### Extract to read

== Segment start ==

Enhanced Microglial Engulfment of Dopaminergic Synapses Induces Parkinson's Disease-Related Executive Dysfunction in an Acute LPC Infusion Targeting the mPFC.

Abstract

The dysfunction of the dopaminergic projection from the ventral tegmental area (VTA) to the medial prefrontal cortex (mPFC) is believed to play a key role in the pathophysiology of Parkinson's disease (PD) accompanied by executive dysfunction (EDF). In this study, we identified an abnormal increase in lysophosphatidylcholine (LPC) levels in PD patients, which closely correlates with the severity of cognitive impairment. LPC disrupts the miR-2885/TDP-43 signaling pathway in microglia, driving dopaminergic presynaptic engulfment. In LPC-exposed mice, microglial activation via miR-2885/TDP-43/p65 signaling led to inflammatory cytokine and complement release, marking dopaminergic synapses for phagocytosis with a "PS/C1q" signal. Following the inhibition of LPC-induced microglial activation through chemogenetic methods, we observed a significant reduction in the phagocytosis of dopaminergic synapses, resulting in improved executive function. The miR-2885 disrupted LPC-induced dopaminergic phagocytosis and alleviated EDF. Furthermore, the accumulation of excessive TDP-43 due to the loss of miR-2885 promoted the engulfment of dopaminergic synapses by facilitating the entry of p65 into the nucleus. Inhibiting TDP-43 levels effectively mitigated LPC-induced EDF. Additionally, supplementing dopamine receptor agonists enhanced the excitability of regional glutamatergic neurons, leading to improved executive function. In summary, LPC exposure in the mPFC impairs microglial regulation, leading to dopaminergic synaptic loss and underactivity of glutamatergic neurons. These changes drive the development of executive dysfunction in PD.

== Segment end ==

### Given information
== Segment start ==

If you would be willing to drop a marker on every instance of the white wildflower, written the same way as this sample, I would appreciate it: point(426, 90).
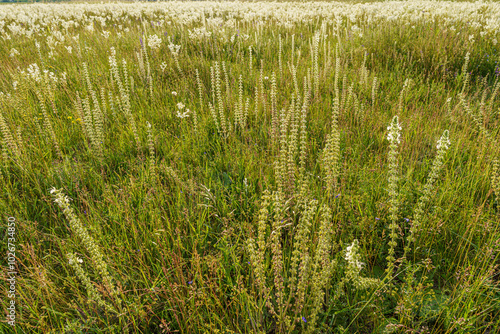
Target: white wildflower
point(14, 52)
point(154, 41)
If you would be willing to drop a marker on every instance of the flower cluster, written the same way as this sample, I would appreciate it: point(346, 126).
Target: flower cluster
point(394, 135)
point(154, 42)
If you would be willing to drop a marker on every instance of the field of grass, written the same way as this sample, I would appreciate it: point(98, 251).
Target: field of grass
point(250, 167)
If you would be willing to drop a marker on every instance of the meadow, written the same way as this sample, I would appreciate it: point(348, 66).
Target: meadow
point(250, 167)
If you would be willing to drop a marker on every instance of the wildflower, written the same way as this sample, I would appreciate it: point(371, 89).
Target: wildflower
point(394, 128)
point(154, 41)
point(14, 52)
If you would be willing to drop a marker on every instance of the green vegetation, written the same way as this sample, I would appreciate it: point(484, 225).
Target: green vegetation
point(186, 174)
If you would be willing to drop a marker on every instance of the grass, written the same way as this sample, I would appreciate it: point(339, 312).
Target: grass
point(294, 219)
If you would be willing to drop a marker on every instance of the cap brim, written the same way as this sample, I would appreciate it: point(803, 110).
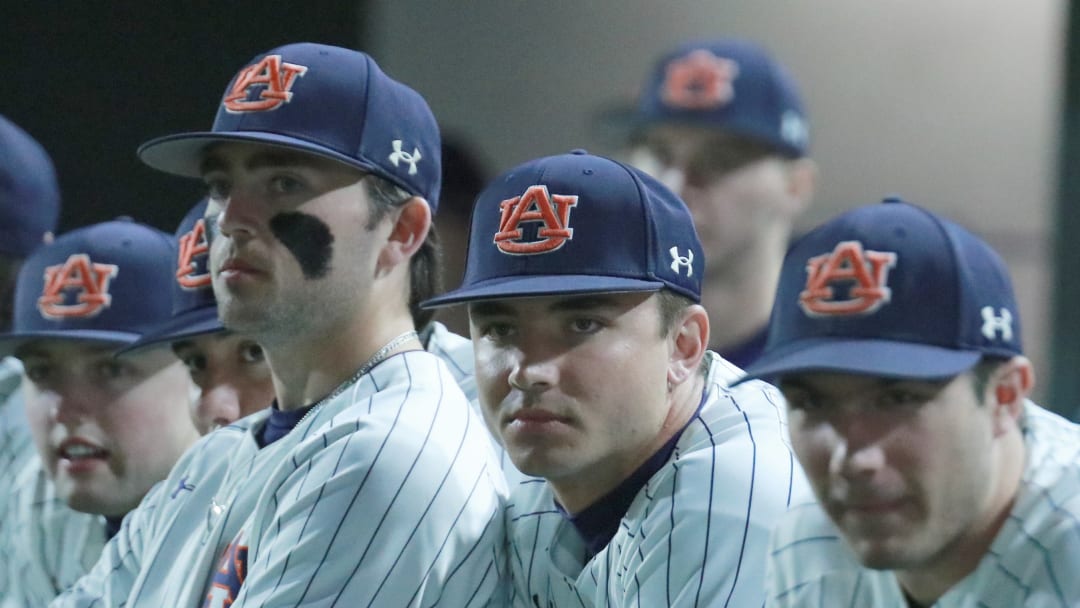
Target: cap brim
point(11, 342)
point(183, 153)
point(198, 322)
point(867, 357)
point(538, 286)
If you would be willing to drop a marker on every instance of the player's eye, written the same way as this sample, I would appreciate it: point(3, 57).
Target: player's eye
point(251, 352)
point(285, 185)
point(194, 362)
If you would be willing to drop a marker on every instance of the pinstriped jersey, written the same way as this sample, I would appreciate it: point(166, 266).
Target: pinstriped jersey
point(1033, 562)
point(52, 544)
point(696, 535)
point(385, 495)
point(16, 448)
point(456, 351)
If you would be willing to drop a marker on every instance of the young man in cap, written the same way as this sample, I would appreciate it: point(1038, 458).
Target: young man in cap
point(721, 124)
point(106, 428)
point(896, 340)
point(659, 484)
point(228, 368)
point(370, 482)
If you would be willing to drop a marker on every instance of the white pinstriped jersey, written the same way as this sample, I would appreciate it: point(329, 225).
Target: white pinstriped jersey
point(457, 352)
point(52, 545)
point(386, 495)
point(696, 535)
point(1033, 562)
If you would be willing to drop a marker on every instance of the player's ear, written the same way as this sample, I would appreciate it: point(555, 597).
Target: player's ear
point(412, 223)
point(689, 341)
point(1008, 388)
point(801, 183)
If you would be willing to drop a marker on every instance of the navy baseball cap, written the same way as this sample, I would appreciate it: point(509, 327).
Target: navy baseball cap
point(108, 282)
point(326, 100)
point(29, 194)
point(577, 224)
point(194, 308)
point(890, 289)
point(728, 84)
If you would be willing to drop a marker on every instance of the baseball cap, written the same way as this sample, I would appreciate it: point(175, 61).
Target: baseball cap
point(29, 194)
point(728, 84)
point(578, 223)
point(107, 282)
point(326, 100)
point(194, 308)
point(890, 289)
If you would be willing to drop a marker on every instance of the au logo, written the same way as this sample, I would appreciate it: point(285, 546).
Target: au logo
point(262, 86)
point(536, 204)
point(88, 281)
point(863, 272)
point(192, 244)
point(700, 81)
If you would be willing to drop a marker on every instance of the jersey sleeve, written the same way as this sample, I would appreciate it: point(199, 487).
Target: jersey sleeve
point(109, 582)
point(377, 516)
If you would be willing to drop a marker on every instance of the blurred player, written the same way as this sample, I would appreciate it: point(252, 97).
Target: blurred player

== Segment end ==

### Assigned task A
According to the study abstract, which signaling pathway in microglia does LPC disrupt?
### Assigned task B
Copy the part of the study abstract between "Enhanced Microglial Engulfment" and "Targeting the mPFC.", inclusive, changing "Engulfment" to "Phagocytosis".
The records have nothing to do with the study abstract.

### Exercise response A
LPC disrupts the miR-2885/TDP-43 signaling pathway in microglia.

### Exercise response B
Enhanced Microglial Phagocytosis of Dopaminergic Synapses Induces Parkinson's Disease-Related Executive Dysfunction in an Acute LPC Infusion Targeting the mPFC.